___ INPUT MATERIAL ___

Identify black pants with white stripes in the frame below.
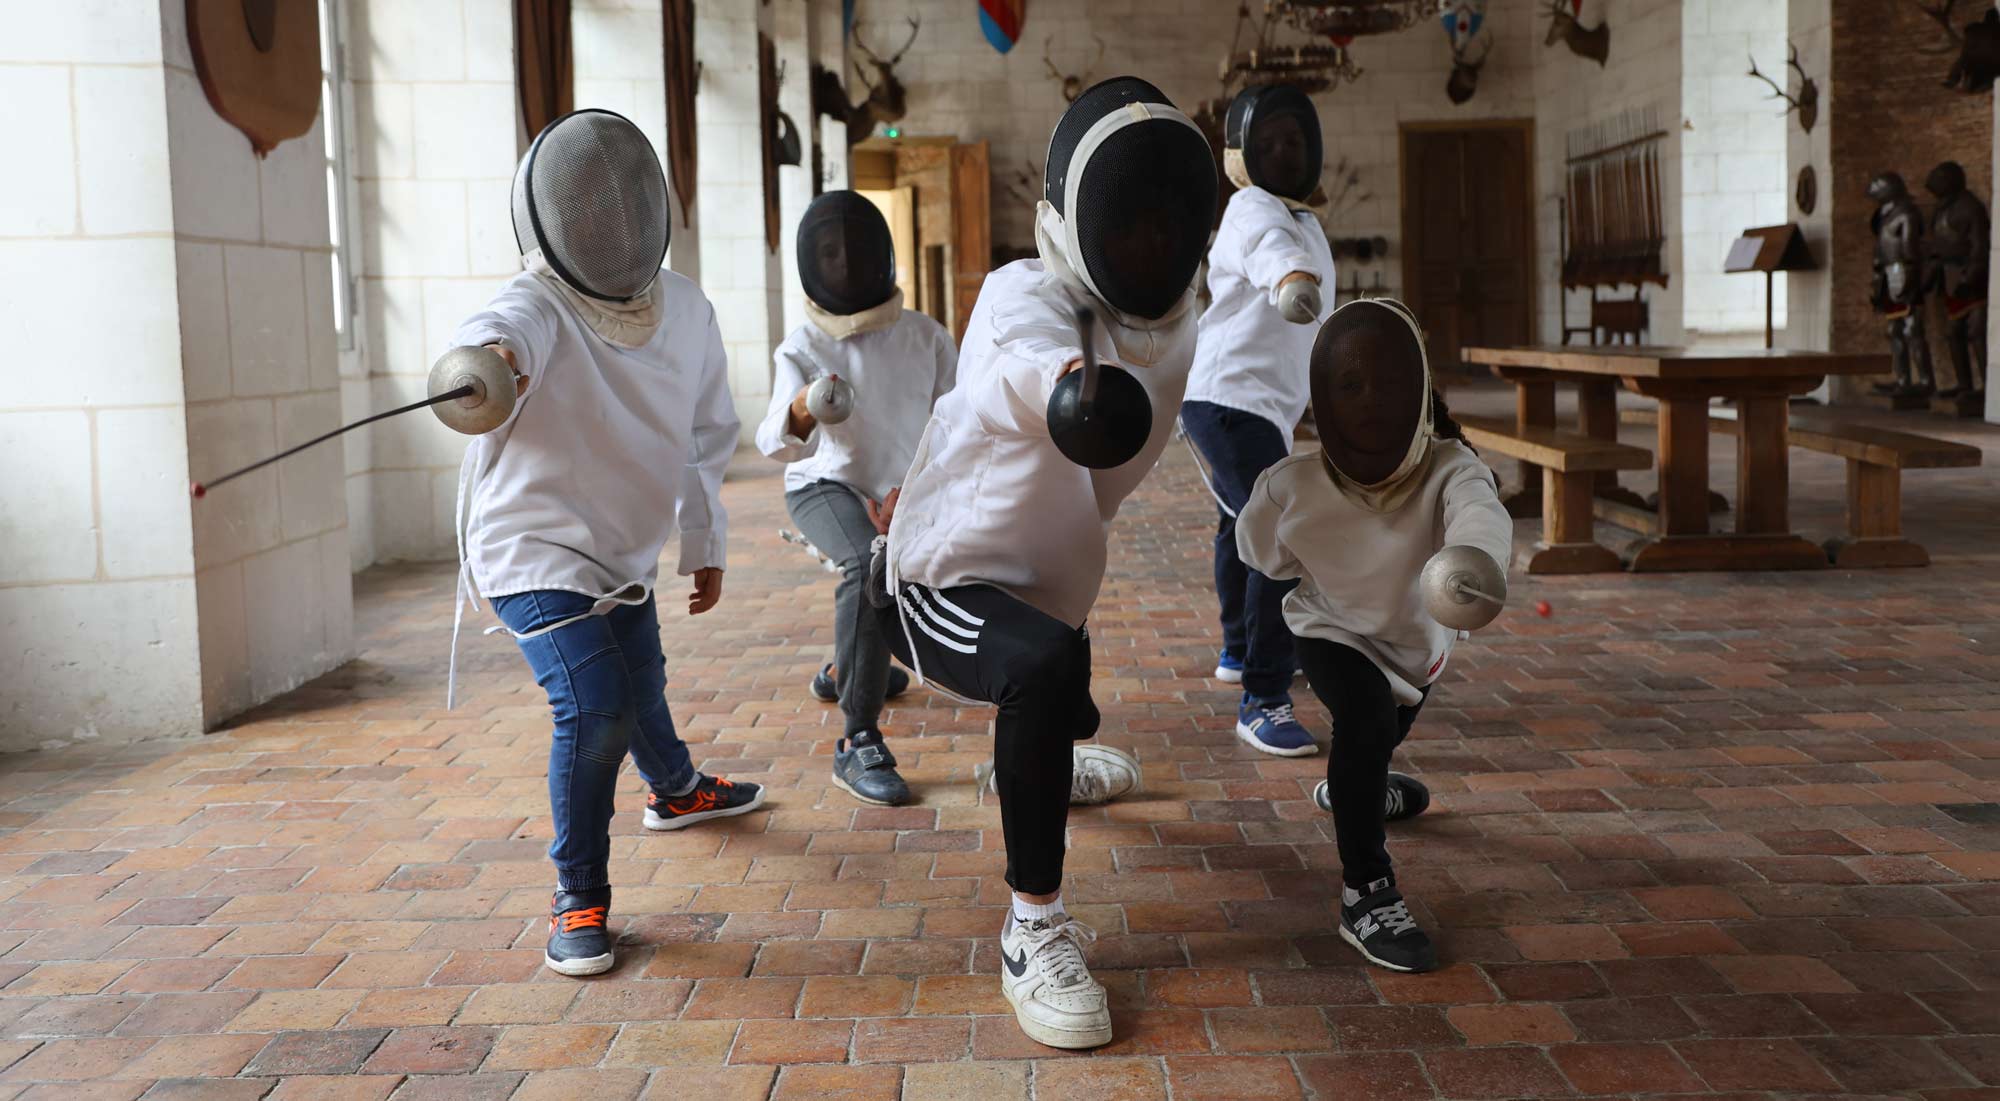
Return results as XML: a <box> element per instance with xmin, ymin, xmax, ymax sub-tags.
<box><xmin>877</xmin><ymin>582</ymin><xmax>1098</xmax><ymax>895</ymax></box>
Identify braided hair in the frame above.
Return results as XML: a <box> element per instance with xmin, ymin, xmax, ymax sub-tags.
<box><xmin>1431</xmin><ymin>388</ymin><xmax>1474</xmax><ymax>456</ymax></box>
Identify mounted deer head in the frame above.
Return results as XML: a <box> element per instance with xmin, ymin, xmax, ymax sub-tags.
<box><xmin>1923</xmin><ymin>1</ymin><xmax>2000</xmax><ymax>92</ymax></box>
<box><xmin>1543</xmin><ymin>0</ymin><xmax>1608</xmax><ymax>67</ymax></box>
<box><xmin>1446</xmin><ymin>35</ymin><xmax>1493</xmax><ymax>105</ymax></box>
<box><xmin>1747</xmin><ymin>42</ymin><xmax>1818</xmax><ymax>133</ymax></box>
<box><xmin>1041</xmin><ymin>35</ymin><xmax>1107</xmax><ymax>102</ymax></box>
<box><xmin>848</xmin><ymin>16</ymin><xmax>921</xmax><ymax>138</ymax></box>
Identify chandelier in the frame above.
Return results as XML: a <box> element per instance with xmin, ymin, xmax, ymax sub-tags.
<box><xmin>1267</xmin><ymin>0</ymin><xmax>1442</xmax><ymax>39</ymax></box>
<box><xmin>1221</xmin><ymin>43</ymin><xmax>1361</xmax><ymax>89</ymax></box>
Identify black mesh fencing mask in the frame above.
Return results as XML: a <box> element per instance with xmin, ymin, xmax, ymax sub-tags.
<box><xmin>1311</xmin><ymin>299</ymin><xmax>1433</xmax><ymax>491</ymax></box>
<box><xmin>512</xmin><ymin>109</ymin><xmax>671</xmax><ymax>302</ymax></box>
<box><xmin>1224</xmin><ymin>84</ymin><xmax>1323</xmax><ymax>201</ymax></box>
<box><xmin>797</xmin><ymin>190</ymin><xmax>897</xmax><ymax>315</ymax></box>
<box><xmin>1044</xmin><ymin>77</ymin><xmax>1219</xmax><ymax>321</ymax></box>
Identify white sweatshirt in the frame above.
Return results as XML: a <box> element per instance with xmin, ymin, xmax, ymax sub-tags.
<box><xmin>1235</xmin><ymin>442</ymin><xmax>1513</xmax><ymax>705</ymax></box>
<box><xmin>889</xmin><ymin>258</ymin><xmax>1198</xmax><ymax>629</ymax></box>
<box><xmin>753</xmin><ymin>310</ymin><xmax>959</xmax><ymax>501</ymax></box>
<box><xmin>451</xmin><ymin>269</ymin><xmax>737</xmax><ymax>603</ymax></box>
<box><xmin>1185</xmin><ymin>187</ymin><xmax>1336</xmax><ymax>437</ymax></box>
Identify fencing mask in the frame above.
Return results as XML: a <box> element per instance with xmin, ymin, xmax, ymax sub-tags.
<box><xmin>512</xmin><ymin>110</ymin><xmax>670</xmax><ymax>302</ymax></box>
<box><xmin>797</xmin><ymin>190</ymin><xmax>897</xmax><ymax>316</ymax></box>
<box><xmin>1311</xmin><ymin>298</ymin><xmax>1435</xmax><ymax>512</ymax></box>
<box><xmin>1042</xmin><ymin>77</ymin><xmax>1219</xmax><ymax>321</ymax></box>
<box><xmin>1224</xmin><ymin>84</ymin><xmax>1323</xmax><ymax>202</ymax></box>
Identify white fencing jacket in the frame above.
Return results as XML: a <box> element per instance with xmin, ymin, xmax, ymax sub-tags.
<box><xmin>754</xmin><ymin>309</ymin><xmax>959</xmax><ymax>501</ymax></box>
<box><xmin>450</xmin><ymin>268</ymin><xmax>736</xmax><ymax>618</ymax></box>
<box><xmin>1185</xmin><ymin>187</ymin><xmax>1336</xmax><ymax>436</ymax></box>
<box><xmin>1235</xmin><ymin>442</ymin><xmax>1512</xmax><ymax>705</ymax></box>
<box><xmin>888</xmin><ymin>251</ymin><xmax>1198</xmax><ymax>631</ymax></box>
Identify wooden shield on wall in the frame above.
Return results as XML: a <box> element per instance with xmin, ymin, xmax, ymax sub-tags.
<box><xmin>187</xmin><ymin>0</ymin><xmax>322</xmax><ymax>157</ymax></box>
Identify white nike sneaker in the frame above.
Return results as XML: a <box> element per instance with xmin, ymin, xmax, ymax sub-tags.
<box><xmin>998</xmin><ymin>911</ymin><xmax>1111</xmax><ymax>1049</ymax></box>
<box><xmin>978</xmin><ymin>744</ymin><xmax>1141</xmax><ymax>806</ymax></box>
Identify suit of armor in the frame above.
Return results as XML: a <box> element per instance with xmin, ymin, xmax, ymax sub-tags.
<box><xmin>1869</xmin><ymin>173</ymin><xmax>1936</xmax><ymax>396</ymax></box>
<box><xmin>1925</xmin><ymin>161</ymin><xmax>1988</xmax><ymax>397</ymax></box>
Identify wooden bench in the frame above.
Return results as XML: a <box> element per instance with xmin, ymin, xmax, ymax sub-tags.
<box><xmin>1457</xmin><ymin>414</ymin><xmax>1653</xmax><ymax>574</ymax></box>
<box><xmin>1705</xmin><ymin>409</ymin><xmax>1983</xmax><ymax>567</ymax></box>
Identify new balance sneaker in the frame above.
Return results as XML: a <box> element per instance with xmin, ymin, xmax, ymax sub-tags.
<box><xmin>810</xmin><ymin>663</ymin><xmax>912</xmax><ymax>703</ymax></box>
<box><xmin>998</xmin><ymin>911</ymin><xmax>1111</xmax><ymax>1049</ymax></box>
<box><xmin>643</xmin><ymin>775</ymin><xmax>767</xmax><ymax>831</ymax></box>
<box><xmin>545</xmin><ymin>887</ymin><xmax>614</xmax><ymax>977</ymax></box>
<box><xmin>832</xmin><ymin>730</ymin><xmax>911</xmax><ymax>806</ymax></box>
<box><xmin>1236</xmin><ymin>696</ymin><xmax>1317</xmax><ymax>757</ymax></box>
<box><xmin>1339</xmin><ymin>878</ymin><xmax>1437</xmax><ymax>973</ymax></box>
<box><xmin>1214</xmin><ymin>649</ymin><xmax>1245</xmax><ymax>683</ymax></box>
<box><xmin>1312</xmin><ymin>772</ymin><xmax>1431</xmax><ymax>821</ymax></box>
<box><xmin>980</xmin><ymin>744</ymin><xmax>1141</xmax><ymax>806</ymax></box>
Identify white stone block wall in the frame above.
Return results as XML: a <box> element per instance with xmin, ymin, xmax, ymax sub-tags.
<box><xmin>0</xmin><ymin>0</ymin><xmax>353</xmax><ymax>749</ymax></box>
<box><xmin>1782</xmin><ymin>0</ymin><xmax>1833</xmax><ymax>367</ymax></box>
<box><xmin>160</xmin><ymin>2</ymin><xmax>354</xmax><ymax>724</ymax></box>
<box><xmin>1681</xmin><ymin>0</ymin><xmax>1789</xmax><ymax>341</ymax></box>
<box><xmin>346</xmin><ymin>0</ymin><xmax>521</xmax><ymax>563</ymax></box>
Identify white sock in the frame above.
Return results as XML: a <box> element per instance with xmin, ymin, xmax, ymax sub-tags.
<box><xmin>1342</xmin><ymin>886</ymin><xmax>1363</xmax><ymax>906</ymax></box>
<box><xmin>1012</xmin><ymin>894</ymin><xmax>1065</xmax><ymax>923</ymax></box>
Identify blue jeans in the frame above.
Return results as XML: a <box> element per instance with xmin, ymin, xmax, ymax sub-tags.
<box><xmin>491</xmin><ymin>590</ymin><xmax>697</xmax><ymax>892</ymax></box>
<box><xmin>1180</xmin><ymin>400</ymin><xmax>1299</xmax><ymax>700</ymax></box>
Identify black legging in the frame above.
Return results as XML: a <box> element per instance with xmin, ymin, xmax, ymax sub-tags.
<box><xmin>1295</xmin><ymin>635</ymin><xmax>1429</xmax><ymax>890</ymax></box>
<box><xmin>875</xmin><ymin>581</ymin><xmax>1098</xmax><ymax>895</ymax></box>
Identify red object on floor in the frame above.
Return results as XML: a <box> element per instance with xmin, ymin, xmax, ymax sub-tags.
<box><xmin>1536</xmin><ymin>600</ymin><xmax>1552</xmax><ymax>617</ymax></box>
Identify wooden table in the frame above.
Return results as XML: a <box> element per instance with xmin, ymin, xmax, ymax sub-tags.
<box><xmin>1461</xmin><ymin>345</ymin><xmax>1887</xmax><ymax>571</ymax></box>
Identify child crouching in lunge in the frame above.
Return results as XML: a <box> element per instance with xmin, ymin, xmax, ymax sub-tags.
<box><xmin>1235</xmin><ymin>298</ymin><xmax>1511</xmax><ymax>973</ymax></box>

___

= EXERCISE DESCRIPTION =
Pick out every line above that contains the word "mask" and copy it.

= PROBLEM SOLUTION =
Identify black mesh fencing mask in the frame above.
Identify fencing mask in the frame above.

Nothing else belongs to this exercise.